━━ STORED RECORDS
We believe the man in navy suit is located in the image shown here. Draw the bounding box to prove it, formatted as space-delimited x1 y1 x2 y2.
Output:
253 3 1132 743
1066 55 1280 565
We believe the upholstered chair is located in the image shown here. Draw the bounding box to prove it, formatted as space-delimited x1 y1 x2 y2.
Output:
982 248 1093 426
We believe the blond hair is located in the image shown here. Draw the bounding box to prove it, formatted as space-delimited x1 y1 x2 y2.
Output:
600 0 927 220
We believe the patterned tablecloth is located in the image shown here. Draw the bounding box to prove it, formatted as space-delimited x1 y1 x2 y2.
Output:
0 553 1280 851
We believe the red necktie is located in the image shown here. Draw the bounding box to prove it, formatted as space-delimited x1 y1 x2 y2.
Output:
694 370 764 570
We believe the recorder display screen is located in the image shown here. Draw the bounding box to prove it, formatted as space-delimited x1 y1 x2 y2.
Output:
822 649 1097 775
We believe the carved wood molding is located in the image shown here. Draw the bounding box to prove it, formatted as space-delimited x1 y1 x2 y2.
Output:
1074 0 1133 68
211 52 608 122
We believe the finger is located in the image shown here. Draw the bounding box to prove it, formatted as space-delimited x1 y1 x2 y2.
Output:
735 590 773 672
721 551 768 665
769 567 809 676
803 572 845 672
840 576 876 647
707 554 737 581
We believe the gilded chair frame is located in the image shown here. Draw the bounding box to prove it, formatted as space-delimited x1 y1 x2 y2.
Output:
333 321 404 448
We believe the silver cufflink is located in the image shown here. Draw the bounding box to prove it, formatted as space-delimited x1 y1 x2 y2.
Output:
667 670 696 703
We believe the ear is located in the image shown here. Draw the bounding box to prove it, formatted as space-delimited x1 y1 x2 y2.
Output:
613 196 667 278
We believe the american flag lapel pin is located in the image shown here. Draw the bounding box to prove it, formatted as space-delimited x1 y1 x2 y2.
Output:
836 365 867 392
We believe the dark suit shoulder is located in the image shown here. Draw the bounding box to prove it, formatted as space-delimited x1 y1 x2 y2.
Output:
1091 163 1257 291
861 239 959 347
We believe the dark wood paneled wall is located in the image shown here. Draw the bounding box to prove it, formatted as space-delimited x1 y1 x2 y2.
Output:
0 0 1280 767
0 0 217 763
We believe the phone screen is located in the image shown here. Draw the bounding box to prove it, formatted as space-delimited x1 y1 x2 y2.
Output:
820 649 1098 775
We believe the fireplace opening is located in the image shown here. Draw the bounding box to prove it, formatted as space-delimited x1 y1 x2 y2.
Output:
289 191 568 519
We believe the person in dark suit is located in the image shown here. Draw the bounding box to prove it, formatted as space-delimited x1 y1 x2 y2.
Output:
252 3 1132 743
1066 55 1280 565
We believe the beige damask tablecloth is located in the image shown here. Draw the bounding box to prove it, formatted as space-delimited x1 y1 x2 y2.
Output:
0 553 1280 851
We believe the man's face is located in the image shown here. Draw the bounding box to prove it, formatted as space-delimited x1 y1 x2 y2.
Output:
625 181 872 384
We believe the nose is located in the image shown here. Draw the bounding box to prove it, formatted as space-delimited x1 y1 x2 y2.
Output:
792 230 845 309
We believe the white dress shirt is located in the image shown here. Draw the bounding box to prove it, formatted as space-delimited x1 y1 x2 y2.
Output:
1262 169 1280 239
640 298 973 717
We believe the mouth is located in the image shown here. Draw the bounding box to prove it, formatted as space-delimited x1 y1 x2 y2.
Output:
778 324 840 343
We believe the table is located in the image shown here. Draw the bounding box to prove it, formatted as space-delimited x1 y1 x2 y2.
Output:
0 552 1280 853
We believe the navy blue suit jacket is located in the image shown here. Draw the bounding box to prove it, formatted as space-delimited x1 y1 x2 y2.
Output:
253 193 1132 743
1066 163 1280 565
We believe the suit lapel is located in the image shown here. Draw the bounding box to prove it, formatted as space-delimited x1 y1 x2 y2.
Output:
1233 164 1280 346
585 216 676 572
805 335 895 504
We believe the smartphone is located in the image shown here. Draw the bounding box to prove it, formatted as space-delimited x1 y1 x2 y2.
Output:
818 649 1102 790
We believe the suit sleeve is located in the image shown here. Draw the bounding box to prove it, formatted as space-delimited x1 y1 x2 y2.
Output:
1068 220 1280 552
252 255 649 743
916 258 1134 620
━━━━
GIVEN INSTRUCTION => Output every line of the data above without a single change.

OUTPUT FOR THIS EXERCISE =>
We believe the man in navy suit is located in the image shown here. Draw the bounding box to prove it, formatted as space-delimited x1 y1 x2 y2.
Output:
253 3 1132 743
1066 55 1280 565
We believe the upholstered chair is located in the image shown here. Draw the bounding box to prove it, formatted as space-delimited x1 y1 x2 y2.
Output:
982 248 1093 426
We believe the blond hair is located in the image shown here. Draw the bounding box to prove it, formatted as space-delimited x1 y1 x2 y2.
Output:
600 0 927 220
We believe the patterned tablecloth is located in the image shown here. Draw the bounding box to prove it, formatted as space-delimited x1 y1 x2 y2.
Output:
0 553 1280 851
We believe the red necktie is located in the image shown here. Draw the bounding box to prove it, formatted as space-delimited x1 y1 x2 y2.
Output:
694 370 764 570
We believe the recorder display screen is located in the image shown here. Draw the bounding box to prove it, formatted as space-delimited x1 y1 x2 y2.
Output:
822 649 1097 775
We believe the carved wood molding is located in the image shown here. Draw the bounding box to prove it, formatted as space-delimited x1 y1 x2 y2.
Output:
1074 0 1133 68
211 52 608 122
We believe the finger is located in the image shown here. Draw the bounding box to prove it, formatted as space-delimited x1 y1 x2 y2.
Output:
735 590 773 672
721 551 768 665
769 567 809 676
803 572 845 672
840 576 876 647
707 554 737 581
We believe the gilded chair frame is located in the image shown here. Draw the bounding box to prove it, formatted as space-delimited x1 y1 x2 y2.
Output:
333 321 404 448
We believe the silver cufflink is located in the image shown here. Draw the bounding box to prove it, formatted as space-delimited x1 y1 x2 y2.
Output:
667 670 696 703
We believe the ear is located in the image shown here. Draw the bounding box to prove it, formatted as space-delimited x1 y1 x2 y2.
Output:
613 196 667 278
We believe the american flag lapel pin is located in the image shown here. Draw the bounding box to prove it, formatted as space-delimited x1 y1 x2 y2.
Output:
836 365 867 392
We believe the dark suit shoulder is located in the image shown here. Draw the bounding box to prove it, formatted as space-delimited x1 y1 x2 y2.
Output:
1091 163 1257 291
861 239 959 347
We believe the dark wood paneled wall is located in the image shown here. Draw the bounding box to prove it, formatted as space-delimited x1 y1 x2 y2.
Output:
0 0 1280 767
0 0 217 763
We believe the phone screen is located in the image shown here. Draw the bounding box to prove it, formatted as space-delimited x1 y1 x2 y2.
Output:
820 649 1098 775
We believe the fireplace opening is located in the image shown here. Draw the bounding box to prove it, formatted as space-delimited x1 y1 x2 y2.
Output:
289 191 568 519
We believe the person in dark suit is located in the image shown here. Draw the bounding box to prove it, formatted as space-delimited x1 y1 x2 y2.
Output:
252 3 1132 743
1066 55 1280 565
We believe the beige damask tablecloth is located in the image shown here. Draw the bounding box to prove it, formatted as space-delimited x1 y1 x2 y2.
Output:
0 553 1280 851
We believe the man's face is located in the image shown here. Draw the bounding box to prove it, formatted as space-delimited x1 y1 x2 y2.
Output:
625 181 872 384
We believe the nose is located in the image shown here. Draw the bounding box to prove it, formatted as space-delimited x1 y1 x2 y2.
Output:
792 230 845 309
We believe the white dress shirt is located in the image shown here. Draw the bounding box to prove it, formatted as space-delimited x1 y1 x2 y2.
Output:
1262 169 1280 239
640 298 973 717
We believe the mouth is located in the image shown here. Draw the bounding box to prove it, formatted as space-delimited x1 y1 x2 y2.
Output:
778 324 840 343
We believe the table is located in the image shown here. Draw the bounding box to prove it, formatted as space-delimited x1 y1 x2 y2.
Output:
0 552 1280 853
We believe the navy blue suit jacket is located in the image shown here. Draw the bounding box to prove it, formatted as space-delimited x1 y1 x2 y2.
Output:
253 193 1132 743
1066 163 1280 565
We believe the suit lapel is located in the image shown here. Draw the bounding box to prove it, formatted as space-delimited x1 y1 x2 y2.
Output:
1233 164 1280 346
585 216 676 572
805 335 895 504
We believe the smartphone is located in the image shown here. Draw the bounding box to prove it, formatted as space-delimited x1 y1 x2 y2.
Output:
818 649 1102 790
We believe the suit sleeve is located in the image shown here. Draw the bounding box to prove it, formatted as space-delimited x1 y1 x2 y2.
Output:
1068 220 1280 552
252 255 649 743
916 258 1134 620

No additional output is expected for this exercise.